Exercise instructions:
**a.** In the gaming blog post, what does the one-handed shotgun shoot?
**b.** Quote the gaming blog post between "Wow, I don't" and "Liberal myth anyway.", inclusive.

═════ Document excerpt

Brlito | 10:29 PM on 08.24.2009 5 comments


WOO! TWOFER! JUST LIKE QUANTUM! I *LOVE* DESTRUCTOID, it's the ONLY blog that lets me be SUPER EXCITE ABOUT A GAME! BUT it's full of cunt-punting, tender nerds that get super butthurt when someone says something they don't agree with! I truly love this community, it's got a nice, warm, fuzzy feeling.

But moving on about how AWESOME QUANTUM IS!

Wow, I don't know about you guys, but that trailer looked REALLY AWESOME.

Who else is excited for Quantum huh!?

Check it, weapon(s? I hope so!):

One handed shotgun thing that shoots... plasma shotgun shells! YEAH! FUCK. YEAH! Did you see that? Unlimited ammo and you just SHOOT!

No recoil! Just how it should be! We all know the whole "idea" of recoil is a Liberal myth anyway.

══════════
═════ Records provided

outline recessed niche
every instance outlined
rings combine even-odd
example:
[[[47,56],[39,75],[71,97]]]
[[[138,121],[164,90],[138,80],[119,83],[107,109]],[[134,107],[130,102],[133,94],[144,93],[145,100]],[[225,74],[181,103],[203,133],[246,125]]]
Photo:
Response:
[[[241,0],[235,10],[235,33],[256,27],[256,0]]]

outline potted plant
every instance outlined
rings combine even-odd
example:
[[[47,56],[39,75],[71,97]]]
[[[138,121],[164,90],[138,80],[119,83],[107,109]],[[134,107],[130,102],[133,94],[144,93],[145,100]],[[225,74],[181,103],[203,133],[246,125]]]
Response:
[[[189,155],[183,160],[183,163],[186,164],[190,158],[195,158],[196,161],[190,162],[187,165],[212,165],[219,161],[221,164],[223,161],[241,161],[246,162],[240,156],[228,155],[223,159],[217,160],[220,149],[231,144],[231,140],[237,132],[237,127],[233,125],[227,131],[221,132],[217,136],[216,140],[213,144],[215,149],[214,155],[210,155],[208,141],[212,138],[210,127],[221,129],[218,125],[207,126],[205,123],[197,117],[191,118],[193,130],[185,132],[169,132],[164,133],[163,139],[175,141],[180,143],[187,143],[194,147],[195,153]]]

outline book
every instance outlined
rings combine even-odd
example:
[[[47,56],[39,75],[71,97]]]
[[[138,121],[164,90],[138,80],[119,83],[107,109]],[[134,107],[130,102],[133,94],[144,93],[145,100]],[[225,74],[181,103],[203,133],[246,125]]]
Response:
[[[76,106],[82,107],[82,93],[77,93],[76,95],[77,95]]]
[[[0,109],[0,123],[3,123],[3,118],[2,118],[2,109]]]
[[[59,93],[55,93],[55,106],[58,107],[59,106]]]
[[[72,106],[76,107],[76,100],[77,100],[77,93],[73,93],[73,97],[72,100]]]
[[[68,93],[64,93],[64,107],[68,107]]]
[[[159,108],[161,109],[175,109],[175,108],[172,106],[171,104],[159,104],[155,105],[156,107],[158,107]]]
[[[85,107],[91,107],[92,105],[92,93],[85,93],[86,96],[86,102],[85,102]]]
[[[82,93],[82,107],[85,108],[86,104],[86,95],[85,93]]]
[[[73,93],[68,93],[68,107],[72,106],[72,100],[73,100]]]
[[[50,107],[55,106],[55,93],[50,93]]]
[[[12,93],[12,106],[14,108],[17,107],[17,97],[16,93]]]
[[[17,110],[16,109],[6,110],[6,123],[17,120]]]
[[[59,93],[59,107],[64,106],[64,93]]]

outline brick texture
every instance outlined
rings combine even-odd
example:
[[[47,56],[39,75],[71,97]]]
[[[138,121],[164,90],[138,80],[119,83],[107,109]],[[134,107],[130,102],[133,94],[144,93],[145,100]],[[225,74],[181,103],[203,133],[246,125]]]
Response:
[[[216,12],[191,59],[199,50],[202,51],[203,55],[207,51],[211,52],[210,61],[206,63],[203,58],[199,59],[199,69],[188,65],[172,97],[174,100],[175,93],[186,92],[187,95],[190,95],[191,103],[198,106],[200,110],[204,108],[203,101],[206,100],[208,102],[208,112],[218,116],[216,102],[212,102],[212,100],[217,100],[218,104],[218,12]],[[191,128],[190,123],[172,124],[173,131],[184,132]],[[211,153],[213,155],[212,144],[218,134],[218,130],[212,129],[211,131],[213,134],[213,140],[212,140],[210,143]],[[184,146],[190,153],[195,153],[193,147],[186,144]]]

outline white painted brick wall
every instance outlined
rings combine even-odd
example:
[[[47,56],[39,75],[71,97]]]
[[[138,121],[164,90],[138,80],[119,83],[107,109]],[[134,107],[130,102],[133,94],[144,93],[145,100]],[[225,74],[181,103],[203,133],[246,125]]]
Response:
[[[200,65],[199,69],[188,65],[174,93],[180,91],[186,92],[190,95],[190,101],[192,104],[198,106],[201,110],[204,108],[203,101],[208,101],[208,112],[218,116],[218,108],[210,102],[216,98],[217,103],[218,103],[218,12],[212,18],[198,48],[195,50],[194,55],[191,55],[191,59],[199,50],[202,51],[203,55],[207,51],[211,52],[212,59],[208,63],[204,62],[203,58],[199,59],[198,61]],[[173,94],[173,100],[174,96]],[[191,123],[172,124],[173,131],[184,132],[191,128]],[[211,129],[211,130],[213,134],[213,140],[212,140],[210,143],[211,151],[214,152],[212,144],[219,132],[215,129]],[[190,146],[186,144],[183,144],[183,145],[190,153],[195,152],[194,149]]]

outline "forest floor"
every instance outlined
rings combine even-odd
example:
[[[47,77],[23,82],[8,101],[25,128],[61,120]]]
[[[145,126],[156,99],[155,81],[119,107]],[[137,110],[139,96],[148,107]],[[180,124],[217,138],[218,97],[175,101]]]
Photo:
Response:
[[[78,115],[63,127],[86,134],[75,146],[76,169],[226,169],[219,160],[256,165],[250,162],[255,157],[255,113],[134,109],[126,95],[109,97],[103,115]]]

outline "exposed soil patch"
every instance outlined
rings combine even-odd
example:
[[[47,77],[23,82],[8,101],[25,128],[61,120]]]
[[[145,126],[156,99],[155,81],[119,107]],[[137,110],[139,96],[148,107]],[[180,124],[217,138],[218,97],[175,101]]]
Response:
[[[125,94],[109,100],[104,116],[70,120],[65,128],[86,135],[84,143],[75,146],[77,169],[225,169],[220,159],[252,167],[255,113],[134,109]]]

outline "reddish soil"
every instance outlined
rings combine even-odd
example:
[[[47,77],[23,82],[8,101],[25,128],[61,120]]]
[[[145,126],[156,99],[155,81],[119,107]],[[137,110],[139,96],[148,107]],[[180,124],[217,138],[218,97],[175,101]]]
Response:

══════════
═════ Records provided

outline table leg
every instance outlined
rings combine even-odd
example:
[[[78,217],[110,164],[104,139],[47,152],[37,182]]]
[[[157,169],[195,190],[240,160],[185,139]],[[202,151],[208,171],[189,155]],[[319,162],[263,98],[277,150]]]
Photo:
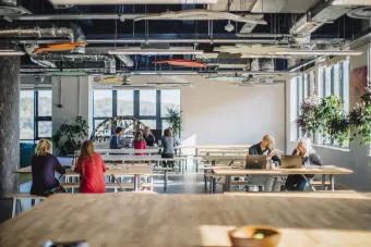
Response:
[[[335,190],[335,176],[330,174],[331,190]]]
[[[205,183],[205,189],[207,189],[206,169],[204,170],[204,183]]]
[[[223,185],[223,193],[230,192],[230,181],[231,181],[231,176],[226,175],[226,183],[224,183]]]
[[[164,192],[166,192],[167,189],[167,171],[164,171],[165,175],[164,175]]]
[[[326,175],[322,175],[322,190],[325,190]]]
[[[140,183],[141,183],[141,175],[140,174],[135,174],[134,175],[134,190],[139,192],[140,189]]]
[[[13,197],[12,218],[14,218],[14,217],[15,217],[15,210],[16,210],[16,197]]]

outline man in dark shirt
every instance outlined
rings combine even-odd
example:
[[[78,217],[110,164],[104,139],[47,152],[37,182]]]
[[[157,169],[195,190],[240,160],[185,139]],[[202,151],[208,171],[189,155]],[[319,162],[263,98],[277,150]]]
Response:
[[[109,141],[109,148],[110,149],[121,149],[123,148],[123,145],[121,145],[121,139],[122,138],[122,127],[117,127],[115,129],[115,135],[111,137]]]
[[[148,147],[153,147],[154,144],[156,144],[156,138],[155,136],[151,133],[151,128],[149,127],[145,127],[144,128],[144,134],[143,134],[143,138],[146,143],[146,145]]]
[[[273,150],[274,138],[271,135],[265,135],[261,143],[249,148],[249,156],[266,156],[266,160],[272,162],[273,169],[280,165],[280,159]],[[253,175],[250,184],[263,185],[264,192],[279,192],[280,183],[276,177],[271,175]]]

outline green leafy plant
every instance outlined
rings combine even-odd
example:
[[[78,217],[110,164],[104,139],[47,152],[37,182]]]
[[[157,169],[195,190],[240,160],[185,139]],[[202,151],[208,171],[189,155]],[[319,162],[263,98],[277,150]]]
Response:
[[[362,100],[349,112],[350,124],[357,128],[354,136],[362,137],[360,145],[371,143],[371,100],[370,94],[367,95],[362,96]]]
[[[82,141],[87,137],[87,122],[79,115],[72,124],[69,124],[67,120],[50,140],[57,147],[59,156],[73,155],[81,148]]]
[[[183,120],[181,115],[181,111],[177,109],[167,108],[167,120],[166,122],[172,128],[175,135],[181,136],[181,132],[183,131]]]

══════════
═════ Records provided

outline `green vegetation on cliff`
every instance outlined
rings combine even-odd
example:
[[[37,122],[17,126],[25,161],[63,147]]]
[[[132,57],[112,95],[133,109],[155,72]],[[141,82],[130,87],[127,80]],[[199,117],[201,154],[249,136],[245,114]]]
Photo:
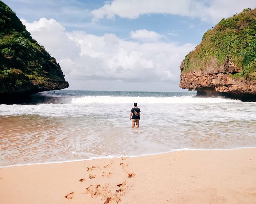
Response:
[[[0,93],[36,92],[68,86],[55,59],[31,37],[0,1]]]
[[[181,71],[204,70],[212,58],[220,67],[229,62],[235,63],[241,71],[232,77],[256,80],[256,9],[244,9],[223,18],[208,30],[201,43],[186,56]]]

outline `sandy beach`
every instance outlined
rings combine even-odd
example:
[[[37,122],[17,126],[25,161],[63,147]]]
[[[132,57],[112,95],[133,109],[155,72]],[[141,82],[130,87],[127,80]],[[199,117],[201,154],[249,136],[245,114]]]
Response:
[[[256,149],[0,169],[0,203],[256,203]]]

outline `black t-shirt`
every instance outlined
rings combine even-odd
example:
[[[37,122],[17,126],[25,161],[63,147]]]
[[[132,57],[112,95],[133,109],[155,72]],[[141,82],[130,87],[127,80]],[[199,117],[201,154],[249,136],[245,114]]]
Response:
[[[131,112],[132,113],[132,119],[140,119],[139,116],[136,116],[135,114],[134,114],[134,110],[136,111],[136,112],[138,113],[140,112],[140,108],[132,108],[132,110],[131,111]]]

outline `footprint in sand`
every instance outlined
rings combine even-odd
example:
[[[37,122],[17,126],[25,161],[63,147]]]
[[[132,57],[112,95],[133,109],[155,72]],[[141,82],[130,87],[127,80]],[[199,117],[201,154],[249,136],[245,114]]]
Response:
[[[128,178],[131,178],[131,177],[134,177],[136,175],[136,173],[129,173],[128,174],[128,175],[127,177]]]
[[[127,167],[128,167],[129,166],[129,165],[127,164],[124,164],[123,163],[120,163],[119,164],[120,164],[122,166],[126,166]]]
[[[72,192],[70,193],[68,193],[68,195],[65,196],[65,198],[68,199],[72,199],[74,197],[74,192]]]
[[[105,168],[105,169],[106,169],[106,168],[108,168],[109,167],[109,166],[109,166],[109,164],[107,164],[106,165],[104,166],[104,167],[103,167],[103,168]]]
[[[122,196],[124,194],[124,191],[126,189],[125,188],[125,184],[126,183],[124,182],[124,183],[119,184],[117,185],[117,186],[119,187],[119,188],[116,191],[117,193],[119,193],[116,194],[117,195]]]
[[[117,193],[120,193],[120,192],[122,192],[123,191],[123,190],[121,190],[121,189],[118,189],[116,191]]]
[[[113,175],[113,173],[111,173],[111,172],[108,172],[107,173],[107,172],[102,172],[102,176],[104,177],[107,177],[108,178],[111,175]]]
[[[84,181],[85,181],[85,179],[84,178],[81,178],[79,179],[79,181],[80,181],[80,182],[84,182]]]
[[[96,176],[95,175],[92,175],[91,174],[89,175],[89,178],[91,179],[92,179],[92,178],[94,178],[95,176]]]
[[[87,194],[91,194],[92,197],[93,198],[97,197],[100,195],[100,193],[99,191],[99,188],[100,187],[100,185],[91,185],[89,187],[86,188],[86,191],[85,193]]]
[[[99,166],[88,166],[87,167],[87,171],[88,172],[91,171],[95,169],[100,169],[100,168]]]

══════════

Answers for the exercise:
**a.** Plasma shotgun shells.

**b.**
Wow, I don't know about you guys, but that trailer looked REALLY AWESOME.

Who else is excited for Quantum huh!?

Check it, weapon(s? I hope so!):

One handed shotgun thing that shoots... plasma shotgun shells! YEAH! FUCK. YEAH! Did you see that? Unlimited ammo and you just SHOOT!

No recoil! Just how it should be! We all know the whole "idea" of recoil is a Liberal myth anyway.